بسم الله الرحمن الرحيم
Ey Müslümanlar! Allah'a Karşı Olan Ahdinizi Bu Ramazan'da Yerine Getiriniz Ki Oda; Amerikan Hegemonyasını Yok Etmeniz, Zalim Yöneticilerin Karşısında Durmanız ve Hilafet'i İkame Etmenizdir
Ey Pakistan'daki Müslümanlar!
Hizb-ut Tahrir olarak, tarihinizin maliyeti ne olursa olsun zulme meydan okumakla dolu olduğunu hatırlatmak için bu kerim ayda sizlere sesleniyoruz. Zira bu bölgenin tamamında İslam ile hükmetmek için değerli ve nefis fedakarlıklar gösterdiniz. Dolayısıyla küfür güçlerine karşı galip geldiğiniz gibi bu bölge ve Hindistan Yarımadası'nda yüzyıllarca İslam ile hükmettiniz. Hatta bu, tüm dünyanın gıpta etmesine neden olmuştur. Ayrıca bu topraklar, iki yüz küsur yıl sömürgeci kafir İngilizlere karşı mücadele ederken akan tertemiz kanlarla sulanmıştır. Hatta sömürgeci, güçlerini çekmek zorunda kalmış, bir daha geri dönmeye cüret edememiş ve böylece İslam adı altında Pakistan kurulmuştur. Buradaki İngiliz işgalcisine karşı olan mücadeleniz sırasında, sırf Batılı kafirlerin Birinci Dünya Savaşı'nın ardından Osmanlı Hilafeti'ni yıkmaya dönük planlarını bilmenizden dolayı Osmanlı Hilafeti'ni korumak için güçlü bir hareket inşa ettiğiniz gibi Hindistan'ın Müslümanları bölme sırasında da Allahu [Subhânehu ve Te'âla]'nın rızasını kazanmak için yüz binlerce şehit kurban verdiniz. Dolayısıyla günümüze kadar damarlarınızdan akan İslam olduğu gibi sizlerin yaşama sevinci de o olmuştur.

#### Ham veriler:
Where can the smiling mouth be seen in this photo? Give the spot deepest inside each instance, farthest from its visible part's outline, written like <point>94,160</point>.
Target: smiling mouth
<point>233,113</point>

#### Kısa görev:
Belgedeki metnin "بسم الله الرحمن" sözleriyle başlayıp "Ey Pakistan'daki Müslümanlar!" sözleri de dahil olmak üzere bu sözlere kadar süren kısmını hiç değiştirmeden yazın.

#### Görevin sonucu:
بسم الله الرحمن الرحيم
Ey Müslümanlar! Allah'a Karşı Olan Ahdinizi Bu Ramazan'da Yerine Getiriniz Ki Oda; Amerikan Hegemonyasını Yok Etmeniz, Zalim Yöneticilerin Karşısında Durmanız ve Hilafet'i İkame Etmenizdir
Ey Pakistan'daki Müslümanlar!